[Text shown]
■ ■ ■

Here are some stories we're working on:

Former President Bill Clinton says he'd be surprised if President Obama is not reelected. In my interview, you're going to be hearing who he likes in the field of Republican candidates. Plus, much more.

Also, the comedian Stephen Colbert establishes a political action committee. Is it satire or is it serious?

And Mark Halperin of "TIME" magazine use as four-letter word to describe the president. Jeanne Moos will take a closer look at the uproar that has followed.

To our viewers, you're in THE SITUATION ROOM. We're live from the Clinton Global Initiative-America Conference in Chicago.


BLITZER: So, how can a man get through airport screening and on to a cross-country flight with only an out-of-date school ID and a boarding pass with the wrong date? It's raising serious concerns about airline security.

Our homeland security correspondent Jeanne Meserve has the details -- Jeanne.


JEANNE MESERVE, CNN HOMELAND SECURITY CORRESPONDENT: Wolf, law enforcement officials say there is nothing at this point to indicate that this is a terrorist incident. But it certainly illustrates a failure in the security protocols of the Transportation Security Administration and an airline.

■ ■ ■

[Exercise goal]
Write the next part of the broadcast transcript about the airport security lapse, starting right after its final sentence. The data below have nothing to do with the broadcast transcript.

[Information supplied]
■ ■ ■

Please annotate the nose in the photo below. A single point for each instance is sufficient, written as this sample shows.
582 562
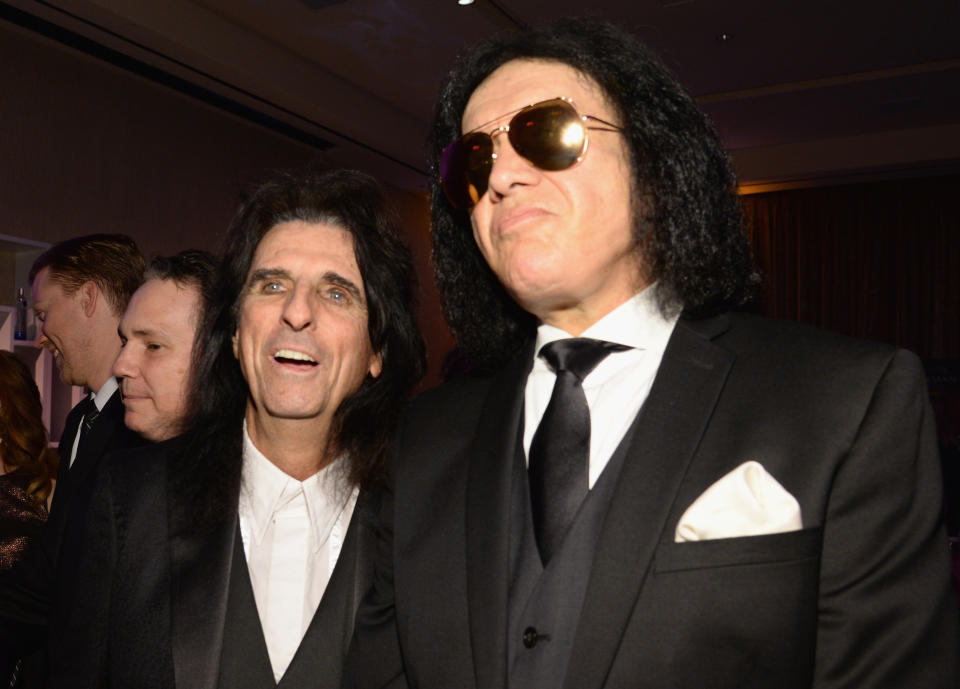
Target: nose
41 337
124 366
510 172
298 311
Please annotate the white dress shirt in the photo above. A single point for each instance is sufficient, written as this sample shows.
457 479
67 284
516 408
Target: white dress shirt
100 399
292 535
618 386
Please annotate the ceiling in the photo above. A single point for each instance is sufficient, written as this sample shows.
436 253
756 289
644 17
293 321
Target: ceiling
798 90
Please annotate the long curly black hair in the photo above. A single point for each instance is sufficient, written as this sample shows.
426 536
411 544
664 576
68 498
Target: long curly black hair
688 226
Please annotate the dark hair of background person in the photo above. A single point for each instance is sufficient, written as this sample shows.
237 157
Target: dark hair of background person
189 268
194 269
110 260
23 438
688 229
364 421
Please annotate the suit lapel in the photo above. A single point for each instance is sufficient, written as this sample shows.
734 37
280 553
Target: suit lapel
669 427
488 521
70 430
320 657
200 564
93 444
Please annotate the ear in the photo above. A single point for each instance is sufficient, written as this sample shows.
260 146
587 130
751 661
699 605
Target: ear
89 297
376 365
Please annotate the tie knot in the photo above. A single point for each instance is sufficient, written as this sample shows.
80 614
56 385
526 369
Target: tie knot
578 355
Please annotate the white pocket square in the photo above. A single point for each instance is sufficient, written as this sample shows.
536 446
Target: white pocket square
746 502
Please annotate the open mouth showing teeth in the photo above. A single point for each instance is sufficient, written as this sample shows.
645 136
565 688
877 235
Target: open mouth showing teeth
288 356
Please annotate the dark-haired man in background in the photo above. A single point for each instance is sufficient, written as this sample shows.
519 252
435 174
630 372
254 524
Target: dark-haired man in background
235 554
158 333
655 491
81 288
156 337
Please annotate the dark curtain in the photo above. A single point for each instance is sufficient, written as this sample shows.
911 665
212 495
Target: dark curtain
877 261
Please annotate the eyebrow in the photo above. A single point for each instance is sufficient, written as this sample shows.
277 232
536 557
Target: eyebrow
262 274
140 332
346 283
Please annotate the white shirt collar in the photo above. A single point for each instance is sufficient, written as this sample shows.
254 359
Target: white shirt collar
105 392
637 323
265 489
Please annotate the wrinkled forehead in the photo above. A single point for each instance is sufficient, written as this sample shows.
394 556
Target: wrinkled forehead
519 83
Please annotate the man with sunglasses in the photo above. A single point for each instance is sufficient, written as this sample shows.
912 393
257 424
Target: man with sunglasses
650 490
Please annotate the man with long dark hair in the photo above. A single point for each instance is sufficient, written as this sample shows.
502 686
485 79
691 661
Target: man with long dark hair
235 554
651 490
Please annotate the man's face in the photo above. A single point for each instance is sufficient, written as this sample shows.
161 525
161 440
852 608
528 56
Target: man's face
62 328
560 242
301 338
157 331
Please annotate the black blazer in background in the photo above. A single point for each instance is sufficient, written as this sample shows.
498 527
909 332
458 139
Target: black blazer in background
156 584
860 597
44 583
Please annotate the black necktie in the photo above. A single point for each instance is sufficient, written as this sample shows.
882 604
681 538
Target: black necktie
87 411
560 451
90 415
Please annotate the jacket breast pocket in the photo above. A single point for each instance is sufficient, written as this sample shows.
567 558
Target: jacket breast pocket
735 552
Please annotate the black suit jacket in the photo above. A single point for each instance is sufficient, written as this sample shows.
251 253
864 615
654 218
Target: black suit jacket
45 582
156 584
859 597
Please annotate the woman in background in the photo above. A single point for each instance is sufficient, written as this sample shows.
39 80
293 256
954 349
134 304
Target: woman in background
27 467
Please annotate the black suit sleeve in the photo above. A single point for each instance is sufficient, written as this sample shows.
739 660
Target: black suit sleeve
78 641
375 660
888 616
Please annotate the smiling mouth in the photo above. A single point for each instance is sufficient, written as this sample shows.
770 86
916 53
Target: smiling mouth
289 356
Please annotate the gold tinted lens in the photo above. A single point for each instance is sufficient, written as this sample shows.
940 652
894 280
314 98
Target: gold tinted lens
465 169
549 134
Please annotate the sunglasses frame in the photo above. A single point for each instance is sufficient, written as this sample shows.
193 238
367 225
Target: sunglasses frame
505 129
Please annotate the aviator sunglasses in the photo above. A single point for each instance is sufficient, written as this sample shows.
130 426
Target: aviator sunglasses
551 135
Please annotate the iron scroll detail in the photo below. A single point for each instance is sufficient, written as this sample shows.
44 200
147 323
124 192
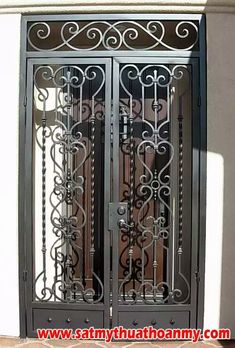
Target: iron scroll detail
113 35
60 136
154 151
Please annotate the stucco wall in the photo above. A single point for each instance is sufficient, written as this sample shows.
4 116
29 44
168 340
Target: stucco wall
221 141
219 289
9 96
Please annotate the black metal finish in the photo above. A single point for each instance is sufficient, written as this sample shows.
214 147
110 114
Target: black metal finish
132 193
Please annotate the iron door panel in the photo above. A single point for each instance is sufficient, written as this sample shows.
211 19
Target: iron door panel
155 156
68 180
157 319
71 319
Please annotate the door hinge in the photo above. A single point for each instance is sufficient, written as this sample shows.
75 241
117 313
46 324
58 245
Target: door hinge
197 276
199 101
25 274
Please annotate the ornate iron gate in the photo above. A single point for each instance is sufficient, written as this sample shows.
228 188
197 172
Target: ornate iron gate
111 172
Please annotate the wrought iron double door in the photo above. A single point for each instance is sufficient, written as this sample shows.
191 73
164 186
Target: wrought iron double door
112 192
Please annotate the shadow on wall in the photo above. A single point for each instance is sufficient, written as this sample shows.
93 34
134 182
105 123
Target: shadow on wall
221 171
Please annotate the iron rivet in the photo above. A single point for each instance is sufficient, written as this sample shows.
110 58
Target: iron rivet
121 210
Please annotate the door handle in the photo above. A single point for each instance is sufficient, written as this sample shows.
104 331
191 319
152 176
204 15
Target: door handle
124 225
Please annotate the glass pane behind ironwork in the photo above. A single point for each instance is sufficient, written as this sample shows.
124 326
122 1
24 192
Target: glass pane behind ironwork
155 181
68 151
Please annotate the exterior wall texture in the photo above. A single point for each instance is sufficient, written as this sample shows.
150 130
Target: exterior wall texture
220 239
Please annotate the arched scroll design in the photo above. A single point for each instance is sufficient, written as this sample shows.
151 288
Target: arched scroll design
63 146
112 36
154 152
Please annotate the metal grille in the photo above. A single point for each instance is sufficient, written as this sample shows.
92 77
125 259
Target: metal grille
154 98
113 35
111 130
68 116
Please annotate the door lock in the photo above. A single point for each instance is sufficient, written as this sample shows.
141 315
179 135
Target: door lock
124 225
117 213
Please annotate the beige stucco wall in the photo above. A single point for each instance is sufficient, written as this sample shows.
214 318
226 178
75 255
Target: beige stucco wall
221 140
220 255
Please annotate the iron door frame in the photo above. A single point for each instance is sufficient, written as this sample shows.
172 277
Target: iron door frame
192 307
26 55
30 303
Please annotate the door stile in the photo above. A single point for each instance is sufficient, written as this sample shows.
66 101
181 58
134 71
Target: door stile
115 231
107 192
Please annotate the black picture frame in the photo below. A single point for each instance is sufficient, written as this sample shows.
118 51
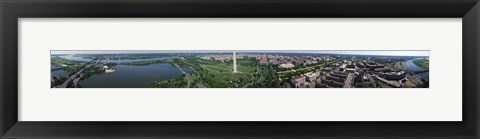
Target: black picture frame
11 10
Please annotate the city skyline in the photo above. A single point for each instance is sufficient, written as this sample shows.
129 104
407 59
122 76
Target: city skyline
339 52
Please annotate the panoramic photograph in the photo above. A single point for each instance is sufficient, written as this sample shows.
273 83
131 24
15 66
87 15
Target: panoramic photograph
239 69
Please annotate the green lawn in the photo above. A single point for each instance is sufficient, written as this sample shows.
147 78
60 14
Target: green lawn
59 61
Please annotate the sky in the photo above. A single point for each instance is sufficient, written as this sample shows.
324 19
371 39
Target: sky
380 52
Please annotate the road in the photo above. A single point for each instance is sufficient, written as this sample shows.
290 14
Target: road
186 76
64 84
273 73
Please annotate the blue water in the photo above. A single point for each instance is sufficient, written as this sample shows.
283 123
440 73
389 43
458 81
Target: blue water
412 67
127 76
84 59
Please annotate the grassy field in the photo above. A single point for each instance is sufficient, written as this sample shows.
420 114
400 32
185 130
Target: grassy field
217 74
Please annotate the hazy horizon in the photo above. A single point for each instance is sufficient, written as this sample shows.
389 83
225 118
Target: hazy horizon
340 52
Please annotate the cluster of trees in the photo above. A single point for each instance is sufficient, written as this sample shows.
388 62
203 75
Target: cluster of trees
57 80
177 82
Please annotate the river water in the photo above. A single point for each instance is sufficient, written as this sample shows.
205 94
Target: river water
127 76
412 67
78 58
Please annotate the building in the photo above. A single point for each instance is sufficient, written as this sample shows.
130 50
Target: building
298 82
312 76
234 63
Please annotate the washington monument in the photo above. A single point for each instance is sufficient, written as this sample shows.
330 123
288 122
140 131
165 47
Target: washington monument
234 63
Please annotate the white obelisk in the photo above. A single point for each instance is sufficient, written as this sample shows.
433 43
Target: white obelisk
234 63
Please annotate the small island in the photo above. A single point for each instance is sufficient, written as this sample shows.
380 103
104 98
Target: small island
422 63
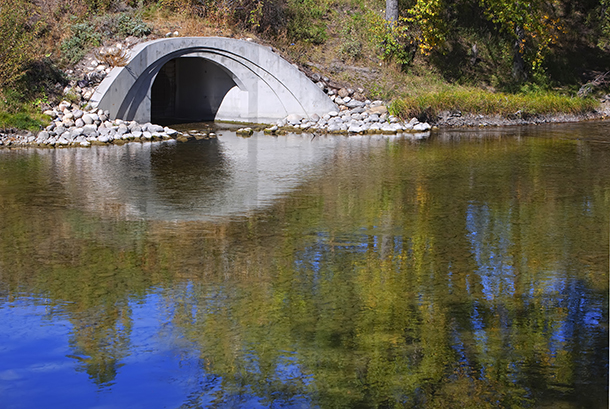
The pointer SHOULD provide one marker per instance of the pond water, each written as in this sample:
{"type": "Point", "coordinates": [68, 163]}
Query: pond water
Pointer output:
{"type": "Point", "coordinates": [468, 270]}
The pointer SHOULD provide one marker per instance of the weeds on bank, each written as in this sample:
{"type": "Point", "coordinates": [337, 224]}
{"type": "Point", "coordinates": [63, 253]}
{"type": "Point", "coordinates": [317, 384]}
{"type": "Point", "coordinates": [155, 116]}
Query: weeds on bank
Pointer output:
{"type": "Point", "coordinates": [477, 101]}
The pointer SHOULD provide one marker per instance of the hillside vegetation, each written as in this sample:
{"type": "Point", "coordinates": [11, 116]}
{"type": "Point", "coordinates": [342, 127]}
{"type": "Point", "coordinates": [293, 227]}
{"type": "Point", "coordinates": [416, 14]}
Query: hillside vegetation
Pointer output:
{"type": "Point", "coordinates": [473, 56]}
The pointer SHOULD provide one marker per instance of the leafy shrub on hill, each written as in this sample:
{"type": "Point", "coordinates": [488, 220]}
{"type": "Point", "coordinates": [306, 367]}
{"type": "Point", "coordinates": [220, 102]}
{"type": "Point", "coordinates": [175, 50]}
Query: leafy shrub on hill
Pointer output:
{"type": "Point", "coordinates": [123, 25]}
{"type": "Point", "coordinates": [83, 37]}
{"type": "Point", "coordinates": [16, 35]}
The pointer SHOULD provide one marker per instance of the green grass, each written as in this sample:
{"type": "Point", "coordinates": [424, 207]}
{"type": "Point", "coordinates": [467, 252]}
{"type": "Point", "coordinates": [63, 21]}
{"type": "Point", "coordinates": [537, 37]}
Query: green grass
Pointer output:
{"type": "Point", "coordinates": [477, 101]}
{"type": "Point", "coordinates": [31, 121]}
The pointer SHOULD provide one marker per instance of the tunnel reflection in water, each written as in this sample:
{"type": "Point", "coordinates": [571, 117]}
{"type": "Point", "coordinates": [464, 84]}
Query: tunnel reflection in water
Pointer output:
{"type": "Point", "coordinates": [189, 89]}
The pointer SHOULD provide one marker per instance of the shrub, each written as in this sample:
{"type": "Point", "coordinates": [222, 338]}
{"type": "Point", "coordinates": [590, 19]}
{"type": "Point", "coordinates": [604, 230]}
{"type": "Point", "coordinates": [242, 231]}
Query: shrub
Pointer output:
{"type": "Point", "coordinates": [83, 37]}
{"type": "Point", "coordinates": [123, 25]}
{"type": "Point", "coordinates": [16, 36]}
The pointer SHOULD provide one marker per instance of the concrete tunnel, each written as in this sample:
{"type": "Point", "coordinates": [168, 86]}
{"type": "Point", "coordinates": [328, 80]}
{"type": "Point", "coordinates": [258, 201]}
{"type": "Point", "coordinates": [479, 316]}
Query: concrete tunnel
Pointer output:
{"type": "Point", "coordinates": [189, 89]}
{"type": "Point", "coordinates": [192, 79]}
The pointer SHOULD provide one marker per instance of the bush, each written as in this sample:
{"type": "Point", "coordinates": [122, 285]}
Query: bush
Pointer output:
{"type": "Point", "coordinates": [123, 25]}
{"type": "Point", "coordinates": [83, 37]}
{"type": "Point", "coordinates": [16, 37]}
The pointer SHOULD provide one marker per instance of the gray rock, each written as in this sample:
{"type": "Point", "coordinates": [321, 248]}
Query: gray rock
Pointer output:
{"type": "Point", "coordinates": [42, 136]}
{"type": "Point", "coordinates": [422, 126]}
{"type": "Point", "coordinates": [354, 104]}
{"type": "Point", "coordinates": [388, 128]}
{"type": "Point", "coordinates": [122, 129]}
{"type": "Point", "coordinates": [334, 128]}
{"type": "Point", "coordinates": [88, 119]}
{"type": "Point", "coordinates": [354, 128]}
{"type": "Point", "coordinates": [170, 131]}
{"type": "Point", "coordinates": [155, 128]}
{"type": "Point", "coordinates": [74, 132]}
{"type": "Point", "coordinates": [294, 119]}
{"type": "Point", "coordinates": [90, 131]}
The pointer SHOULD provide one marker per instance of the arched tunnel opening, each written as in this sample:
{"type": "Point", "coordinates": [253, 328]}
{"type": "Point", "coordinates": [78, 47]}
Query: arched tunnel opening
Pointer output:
{"type": "Point", "coordinates": [189, 89]}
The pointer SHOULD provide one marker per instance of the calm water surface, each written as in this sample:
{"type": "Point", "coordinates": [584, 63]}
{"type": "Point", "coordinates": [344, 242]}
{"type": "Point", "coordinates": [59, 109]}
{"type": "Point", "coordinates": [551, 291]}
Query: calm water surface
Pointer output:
{"type": "Point", "coordinates": [467, 270]}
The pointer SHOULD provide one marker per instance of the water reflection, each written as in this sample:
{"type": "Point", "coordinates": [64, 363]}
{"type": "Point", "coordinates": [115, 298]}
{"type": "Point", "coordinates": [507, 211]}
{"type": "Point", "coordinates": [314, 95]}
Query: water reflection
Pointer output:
{"type": "Point", "coordinates": [468, 270]}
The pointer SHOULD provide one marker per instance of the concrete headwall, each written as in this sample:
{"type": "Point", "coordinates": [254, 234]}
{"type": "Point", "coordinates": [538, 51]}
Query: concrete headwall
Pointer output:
{"type": "Point", "coordinates": [223, 79]}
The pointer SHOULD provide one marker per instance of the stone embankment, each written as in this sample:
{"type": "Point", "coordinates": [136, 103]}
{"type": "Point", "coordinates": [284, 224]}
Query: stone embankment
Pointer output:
{"type": "Point", "coordinates": [353, 117]}
{"type": "Point", "coordinates": [73, 126]}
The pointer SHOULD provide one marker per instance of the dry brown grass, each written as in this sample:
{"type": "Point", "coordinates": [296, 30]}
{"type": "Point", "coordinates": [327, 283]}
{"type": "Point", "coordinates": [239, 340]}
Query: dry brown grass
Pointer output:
{"type": "Point", "coordinates": [113, 57]}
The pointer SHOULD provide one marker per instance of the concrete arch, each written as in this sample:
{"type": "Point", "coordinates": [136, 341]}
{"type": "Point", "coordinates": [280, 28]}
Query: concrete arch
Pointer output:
{"type": "Point", "coordinates": [265, 86]}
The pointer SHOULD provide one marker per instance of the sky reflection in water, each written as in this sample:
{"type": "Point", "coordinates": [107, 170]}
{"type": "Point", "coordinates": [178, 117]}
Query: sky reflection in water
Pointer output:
{"type": "Point", "coordinates": [470, 270]}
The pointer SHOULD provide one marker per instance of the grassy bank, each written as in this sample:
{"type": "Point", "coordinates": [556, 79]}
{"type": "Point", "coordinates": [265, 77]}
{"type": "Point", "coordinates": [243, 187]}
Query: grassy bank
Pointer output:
{"type": "Point", "coordinates": [432, 60]}
{"type": "Point", "coordinates": [477, 101]}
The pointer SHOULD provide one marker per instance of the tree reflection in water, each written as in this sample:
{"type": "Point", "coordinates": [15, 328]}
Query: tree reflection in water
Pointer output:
{"type": "Point", "coordinates": [438, 274]}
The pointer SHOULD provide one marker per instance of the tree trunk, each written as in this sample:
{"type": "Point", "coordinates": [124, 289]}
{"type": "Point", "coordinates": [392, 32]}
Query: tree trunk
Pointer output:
{"type": "Point", "coordinates": [391, 10]}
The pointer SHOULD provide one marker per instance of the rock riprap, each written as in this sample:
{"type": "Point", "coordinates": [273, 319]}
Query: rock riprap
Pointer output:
{"type": "Point", "coordinates": [353, 117]}
{"type": "Point", "coordinates": [72, 126]}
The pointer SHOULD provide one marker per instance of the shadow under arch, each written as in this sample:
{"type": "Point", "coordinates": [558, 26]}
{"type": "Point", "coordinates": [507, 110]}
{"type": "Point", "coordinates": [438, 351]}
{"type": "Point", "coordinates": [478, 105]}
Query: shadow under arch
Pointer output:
{"type": "Point", "coordinates": [189, 89]}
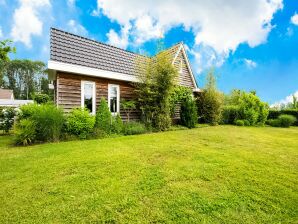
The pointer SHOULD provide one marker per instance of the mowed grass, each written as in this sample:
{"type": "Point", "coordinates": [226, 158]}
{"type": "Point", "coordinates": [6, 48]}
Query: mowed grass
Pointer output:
{"type": "Point", "coordinates": [222, 174]}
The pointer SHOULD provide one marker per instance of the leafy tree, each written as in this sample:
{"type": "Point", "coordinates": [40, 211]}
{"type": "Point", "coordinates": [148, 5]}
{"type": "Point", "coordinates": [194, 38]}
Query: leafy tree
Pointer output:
{"type": "Point", "coordinates": [5, 49]}
{"type": "Point", "coordinates": [210, 101]}
{"type": "Point", "coordinates": [157, 80]}
{"type": "Point", "coordinates": [128, 106]}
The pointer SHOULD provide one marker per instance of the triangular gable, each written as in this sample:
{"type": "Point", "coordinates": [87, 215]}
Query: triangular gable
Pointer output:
{"type": "Point", "coordinates": [186, 78]}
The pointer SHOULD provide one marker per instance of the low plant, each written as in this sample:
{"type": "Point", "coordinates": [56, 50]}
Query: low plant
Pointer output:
{"type": "Point", "coordinates": [103, 117]}
{"type": "Point", "coordinates": [188, 113]}
{"type": "Point", "coordinates": [80, 123]}
{"type": "Point", "coordinates": [25, 133]}
{"type": "Point", "coordinates": [134, 128]}
{"type": "Point", "coordinates": [239, 122]}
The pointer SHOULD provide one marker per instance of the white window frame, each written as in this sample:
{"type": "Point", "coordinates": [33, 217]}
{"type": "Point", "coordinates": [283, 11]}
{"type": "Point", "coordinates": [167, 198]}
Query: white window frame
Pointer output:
{"type": "Point", "coordinates": [118, 98]}
{"type": "Point", "coordinates": [83, 82]}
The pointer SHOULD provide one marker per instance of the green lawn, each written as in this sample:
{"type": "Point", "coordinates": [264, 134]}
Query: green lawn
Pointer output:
{"type": "Point", "coordinates": [220, 174]}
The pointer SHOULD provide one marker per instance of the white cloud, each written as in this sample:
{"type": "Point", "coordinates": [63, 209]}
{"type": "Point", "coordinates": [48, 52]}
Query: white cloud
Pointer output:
{"type": "Point", "coordinates": [294, 19]}
{"type": "Point", "coordinates": [71, 3]}
{"type": "Point", "coordinates": [74, 27]}
{"type": "Point", "coordinates": [218, 25]}
{"type": "Point", "coordinates": [285, 101]}
{"type": "Point", "coordinates": [119, 40]}
{"type": "Point", "coordinates": [250, 63]}
{"type": "Point", "coordinates": [26, 20]}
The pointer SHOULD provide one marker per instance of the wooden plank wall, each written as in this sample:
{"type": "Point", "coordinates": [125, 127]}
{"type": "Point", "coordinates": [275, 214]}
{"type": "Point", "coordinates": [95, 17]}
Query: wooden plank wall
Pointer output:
{"type": "Point", "coordinates": [69, 92]}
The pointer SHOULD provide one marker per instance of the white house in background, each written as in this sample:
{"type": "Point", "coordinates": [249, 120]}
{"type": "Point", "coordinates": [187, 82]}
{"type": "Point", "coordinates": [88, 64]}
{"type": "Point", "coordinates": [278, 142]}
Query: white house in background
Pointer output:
{"type": "Point", "coordinates": [7, 99]}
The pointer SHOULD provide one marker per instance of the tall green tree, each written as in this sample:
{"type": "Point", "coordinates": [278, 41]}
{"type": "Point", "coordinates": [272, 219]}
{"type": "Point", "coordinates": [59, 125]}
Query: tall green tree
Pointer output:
{"type": "Point", "coordinates": [5, 48]}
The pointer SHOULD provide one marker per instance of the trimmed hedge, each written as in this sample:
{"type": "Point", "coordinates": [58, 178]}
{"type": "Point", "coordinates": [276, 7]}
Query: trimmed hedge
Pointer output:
{"type": "Point", "coordinates": [274, 114]}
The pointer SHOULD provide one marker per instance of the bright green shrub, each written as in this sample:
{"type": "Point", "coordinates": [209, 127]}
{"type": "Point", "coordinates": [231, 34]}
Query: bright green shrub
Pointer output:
{"type": "Point", "coordinates": [286, 120]}
{"type": "Point", "coordinates": [41, 98]}
{"type": "Point", "coordinates": [188, 113]}
{"type": "Point", "coordinates": [48, 118]}
{"type": "Point", "coordinates": [25, 133]}
{"type": "Point", "coordinates": [117, 125]}
{"type": "Point", "coordinates": [80, 123]}
{"type": "Point", "coordinates": [230, 114]}
{"type": "Point", "coordinates": [134, 128]}
{"type": "Point", "coordinates": [239, 122]}
{"type": "Point", "coordinates": [103, 117]}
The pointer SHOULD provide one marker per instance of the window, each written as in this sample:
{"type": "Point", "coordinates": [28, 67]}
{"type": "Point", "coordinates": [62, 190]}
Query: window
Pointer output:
{"type": "Point", "coordinates": [114, 98]}
{"type": "Point", "coordinates": [88, 96]}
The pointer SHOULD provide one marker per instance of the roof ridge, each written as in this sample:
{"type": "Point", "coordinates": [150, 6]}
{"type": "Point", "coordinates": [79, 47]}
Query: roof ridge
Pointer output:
{"type": "Point", "coordinates": [109, 45]}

■ ■ ■

[Response for this exercise]
(voice-over): The saga starts at New York's JFK Airport where on June 24th, Olajide Oluwaseun Noibi boarded a Virgin America flight bound for Los Angeles. After takeoff, the FBI says, other passengers complained about Noibi's odor. When the flight crew investigated, they found he had a boarding pass for a different day with someone else's name on it. His only ID from the University of Michigan, though he hasn't been a student there since '06.

How did he get through a TSA checkpoint which requires a valid government-issued ID and a boarding pass? There was clearly a malfunction.

One expert blames human error and says biometric technology should be used.

RAFI RON, AVIATION SECURITY CONSULTANT: I'm talking about the ability to identify people either by fingerprints or by the iris scanning, or any other measure that actually recognizes the person rather than the paper.

MESERVE: There was another failure. Virgin America says, "It appears that staff may have missed an alert" when Noibi presented his boarding pass at the gate, and the flight crew failed to notice an extra passenger.

When Noibi landed at LAX, law enforcement was waiting. He was questioned and released. But Wednesday, it appears he got through another TSA security checkpoint at LAX, again with a fraudulent boarding pass and improper I.D.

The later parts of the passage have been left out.